• **Work request**:
Copy out the data below. Leave nothing out and alter nothing.

• **Records provided**:
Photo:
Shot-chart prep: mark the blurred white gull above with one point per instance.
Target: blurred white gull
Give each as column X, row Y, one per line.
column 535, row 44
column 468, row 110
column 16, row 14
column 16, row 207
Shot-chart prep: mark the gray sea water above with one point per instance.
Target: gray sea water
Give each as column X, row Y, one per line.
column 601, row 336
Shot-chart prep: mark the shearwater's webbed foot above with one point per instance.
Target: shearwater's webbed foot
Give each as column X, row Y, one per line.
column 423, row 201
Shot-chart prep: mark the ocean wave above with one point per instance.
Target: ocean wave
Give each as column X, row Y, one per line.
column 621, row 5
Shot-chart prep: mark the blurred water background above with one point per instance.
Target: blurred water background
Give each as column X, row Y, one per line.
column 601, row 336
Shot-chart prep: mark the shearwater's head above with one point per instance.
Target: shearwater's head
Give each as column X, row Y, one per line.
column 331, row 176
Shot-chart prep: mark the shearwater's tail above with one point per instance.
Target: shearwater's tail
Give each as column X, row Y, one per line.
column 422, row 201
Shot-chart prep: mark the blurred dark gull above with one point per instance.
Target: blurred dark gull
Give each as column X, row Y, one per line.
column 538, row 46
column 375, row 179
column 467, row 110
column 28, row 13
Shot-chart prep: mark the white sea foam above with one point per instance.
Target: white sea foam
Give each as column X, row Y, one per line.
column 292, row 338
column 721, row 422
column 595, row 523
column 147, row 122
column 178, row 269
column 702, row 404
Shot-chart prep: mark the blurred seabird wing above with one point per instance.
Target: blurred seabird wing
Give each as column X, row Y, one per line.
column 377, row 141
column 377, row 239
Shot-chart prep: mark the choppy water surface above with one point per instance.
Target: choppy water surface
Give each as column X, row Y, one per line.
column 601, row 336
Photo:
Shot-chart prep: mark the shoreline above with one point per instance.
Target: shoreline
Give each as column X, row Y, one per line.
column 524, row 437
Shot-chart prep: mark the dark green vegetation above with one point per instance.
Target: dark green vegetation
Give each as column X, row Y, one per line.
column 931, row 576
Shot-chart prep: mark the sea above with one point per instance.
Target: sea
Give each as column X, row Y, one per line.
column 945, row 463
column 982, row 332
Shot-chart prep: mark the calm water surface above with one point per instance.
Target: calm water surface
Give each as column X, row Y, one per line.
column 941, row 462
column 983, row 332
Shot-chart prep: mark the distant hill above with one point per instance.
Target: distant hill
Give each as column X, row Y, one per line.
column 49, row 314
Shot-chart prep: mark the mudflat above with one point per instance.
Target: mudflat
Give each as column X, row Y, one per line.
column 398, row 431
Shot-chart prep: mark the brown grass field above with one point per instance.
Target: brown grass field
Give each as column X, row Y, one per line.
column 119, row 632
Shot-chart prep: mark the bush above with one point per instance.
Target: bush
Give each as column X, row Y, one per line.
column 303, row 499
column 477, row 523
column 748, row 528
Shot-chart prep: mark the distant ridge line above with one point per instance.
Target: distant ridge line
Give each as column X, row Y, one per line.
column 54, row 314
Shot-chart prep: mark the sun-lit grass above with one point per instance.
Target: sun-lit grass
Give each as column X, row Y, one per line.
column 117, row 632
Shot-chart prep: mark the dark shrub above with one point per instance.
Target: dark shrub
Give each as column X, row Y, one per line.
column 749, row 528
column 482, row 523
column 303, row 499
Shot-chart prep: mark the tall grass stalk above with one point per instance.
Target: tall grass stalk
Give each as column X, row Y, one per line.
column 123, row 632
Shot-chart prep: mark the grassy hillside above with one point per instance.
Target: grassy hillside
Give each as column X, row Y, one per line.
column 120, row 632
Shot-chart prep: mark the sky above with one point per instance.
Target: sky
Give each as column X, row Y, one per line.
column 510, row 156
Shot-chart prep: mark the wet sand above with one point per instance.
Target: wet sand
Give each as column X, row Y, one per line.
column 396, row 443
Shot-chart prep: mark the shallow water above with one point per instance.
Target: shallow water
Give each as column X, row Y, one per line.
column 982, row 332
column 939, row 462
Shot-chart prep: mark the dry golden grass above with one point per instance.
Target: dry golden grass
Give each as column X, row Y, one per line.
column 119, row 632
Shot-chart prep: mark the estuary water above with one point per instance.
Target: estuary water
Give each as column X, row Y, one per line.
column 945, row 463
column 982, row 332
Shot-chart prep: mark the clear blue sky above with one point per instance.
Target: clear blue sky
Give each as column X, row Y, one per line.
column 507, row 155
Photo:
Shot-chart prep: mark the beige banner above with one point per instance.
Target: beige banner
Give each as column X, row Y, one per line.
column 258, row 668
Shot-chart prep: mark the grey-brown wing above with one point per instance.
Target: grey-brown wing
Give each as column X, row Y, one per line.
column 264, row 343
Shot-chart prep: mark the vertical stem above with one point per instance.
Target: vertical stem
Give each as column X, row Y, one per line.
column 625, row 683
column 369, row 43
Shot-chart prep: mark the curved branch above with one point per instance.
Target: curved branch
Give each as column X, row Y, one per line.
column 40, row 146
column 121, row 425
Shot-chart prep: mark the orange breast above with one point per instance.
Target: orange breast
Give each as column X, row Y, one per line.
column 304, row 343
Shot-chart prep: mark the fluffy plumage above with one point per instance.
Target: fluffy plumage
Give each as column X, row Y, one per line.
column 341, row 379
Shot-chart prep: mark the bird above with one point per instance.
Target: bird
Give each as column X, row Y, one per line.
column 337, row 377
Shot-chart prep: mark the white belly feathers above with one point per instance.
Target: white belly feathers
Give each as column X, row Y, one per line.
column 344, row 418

• **Exercise result**:
Photo:
Shot-chart prep: mark the blurred white gull above with one point per instance.
Target: blurred white gull
Give each as column X, row Y, one per line.
column 535, row 44
column 468, row 110
column 16, row 14
column 16, row 207
Shot-chart prep: mark the gray sea water above with one point per instance.
Target: gray sea water
Give each as column X, row Y, one per line.
column 601, row 336
Shot-chart prep: mark the shearwater's webbed foot above with one point per instance.
Target: shearwater's webbed foot
Give each as column X, row Y, one per line.
column 423, row 201
Shot-chart prep: mark the ocean wave above with one point per instance.
Target: ocean wave
Give each as column X, row Y, one per line.
column 621, row 5
Shot-chart prep: mark the blurred water background above with one point per instance.
Target: blurred water background
Give each as column X, row Y, one per line.
column 601, row 336
Shot-chart prep: mark the shearwater's head above with one point per instance.
Target: shearwater's head
Give each as column X, row Y, one per line.
column 331, row 176
Shot-chart prep: mark the shearwater's tail above with one point per instance.
Target: shearwater's tail
Give each as column X, row Y, one per line.
column 422, row 201
Shot-chart prep: mark the blurred dark gull above with one point per instance.
Target: blurred dark gull
Give each as column X, row Y, one per line.
column 538, row 46
column 375, row 179
column 467, row 110
column 28, row 13
Shot-chart prep: mark the white sea foam above with one point per instance.
Target: white sea foam
Give each as column X, row Y, one per line.
column 292, row 338
column 721, row 422
column 595, row 523
column 147, row 122
column 178, row 269
column 702, row 404
Shot-chart prep: mark the blurred seabird wing above with one point per instance.
Target: blurred seabird wing
Give each as column X, row Y, one per line.
column 377, row 141
column 377, row 239
Shot-chart prep: mark the choppy water surface above with one point per instance.
Target: choppy water surface
Give each as column X, row Y, one per line.
column 601, row 336
Photo:
Shot-chart prep: mark the shoreline above with one point per instance.
Target: shoreline
Give each as column X, row Y, one per line.
column 524, row 437
Shot-chart prep: mark the dark green vegetation above with one point per instance.
Target: dark green vegetation
Give each as column X, row Y, one per line.
column 931, row 576
Shot-chart prep: mark the sea above with one point per instance.
Target: sea
Give each as column X, row Y, one per line.
column 945, row 463
column 982, row 332
Shot-chart prep: mark the calm water surface above with one point per instance.
Target: calm water surface
Give each as column X, row Y, one per line.
column 941, row 462
column 983, row 332
Shot-chart prep: mark the distant hill above with one point per instance.
Target: distant hill
Give each as column X, row Y, one per line.
column 49, row 314
Shot-chart prep: mark the mudflat above with one point per instance.
Target: mudflat
Give each as column X, row Y, one per line.
column 398, row 431
Shot-chart prep: mark the brown grass field above with one point per instance.
Target: brown grass field
Give each as column X, row Y, one per line.
column 119, row 632
Shot-chart prep: mark the bush above with one point per instance.
Target: bush
Give each as column X, row Y, one per line.
column 303, row 499
column 477, row 523
column 748, row 528
Shot-chart prep: mark the distant ridge line above with one point per instance.
Target: distant ridge line
Give each as column X, row Y, one per line.
column 54, row 314
Shot-chart prep: mark the sun-lit grass above with one point per instance.
Target: sun-lit grass
Give each as column X, row Y, one per line.
column 117, row 632
Shot-chart prep: mark the dark shrub above with one point per instance.
Target: dark shrub
Give each as column X, row Y, one per line.
column 749, row 528
column 482, row 523
column 303, row 499
Shot-chart prep: mark the tall grass stalk above with one point per instance.
Target: tall grass stalk
Give each as column X, row Y, one per line.
column 123, row 632
Shot-chart prep: mark the grassy hillside above with one point per instance.
Target: grassy hillside
Give each as column X, row Y, one per line.
column 120, row 632
Shot-chart prep: mark the sky above with one point per instance.
Target: sky
Give each as column X, row Y, one per line.
column 510, row 156
Shot-chart prep: mark the wet sand above with one point per instance.
Target: wet sand
Give each as column X, row Y, one per line.
column 396, row 443
Shot-chart prep: mark the shallow water above with one point per instance.
Target: shallow water
Give each as column X, row Y, one per line.
column 982, row 332
column 939, row 462
Shot-chart prep: mark the dry golden grass above with one point per instance.
Target: dry golden grass
Give each as column X, row Y, one per line.
column 119, row 632
Shot-chart prep: mark the estuary water above with one point per instance.
Target: estuary water
Give each as column X, row Y, one per line.
column 945, row 463
column 982, row 332
Shot-chart prep: mark the clear blue sky above with one point per instance.
Target: clear blue sky
Give each as column X, row Y, one per line.
column 507, row 155
Photo:
Shot-chart prep: mark the beige banner above with one point per instance.
Target: beige banner
Give each as column X, row Y, one per line.
column 258, row 668
Shot-chart prep: mark the grey-brown wing above with one point per instance.
Target: grey-brown wing
Give each as column X, row Y, one per line.
column 264, row 343
Shot-chart prep: mark the vertical stem above with one point per instance.
Target: vertical stem
Give each as column X, row Y, one per line.
column 625, row 683
column 369, row 43
Shot-chart prep: mark the curved branch above with one point per instance.
Target: curved branch
Give each as column X, row Y, one per line.
column 40, row 146
column 121, row 425
Shot-chart prep: mark the orange breast above with one point per instance.
Target: orange breast
Give each as column X, row Y, one per line.
column 304, row 343
Shot-chart prep: mark the fluffy plumage above with one point per instance.
Target: fluffy plumage
Give each as column X, row Y, one per line.
column 341, row 379
Shot-chart prep: mark the bird above with one point per instance.
Target: bird
Give each as column X, row Y, one per line.
column 337, row 377
Shot-chart prep: mark the white belly feathers above with one point per instance.
Target: white belly feathers
Give each as column X, row Y, one per line.
column 344, row 418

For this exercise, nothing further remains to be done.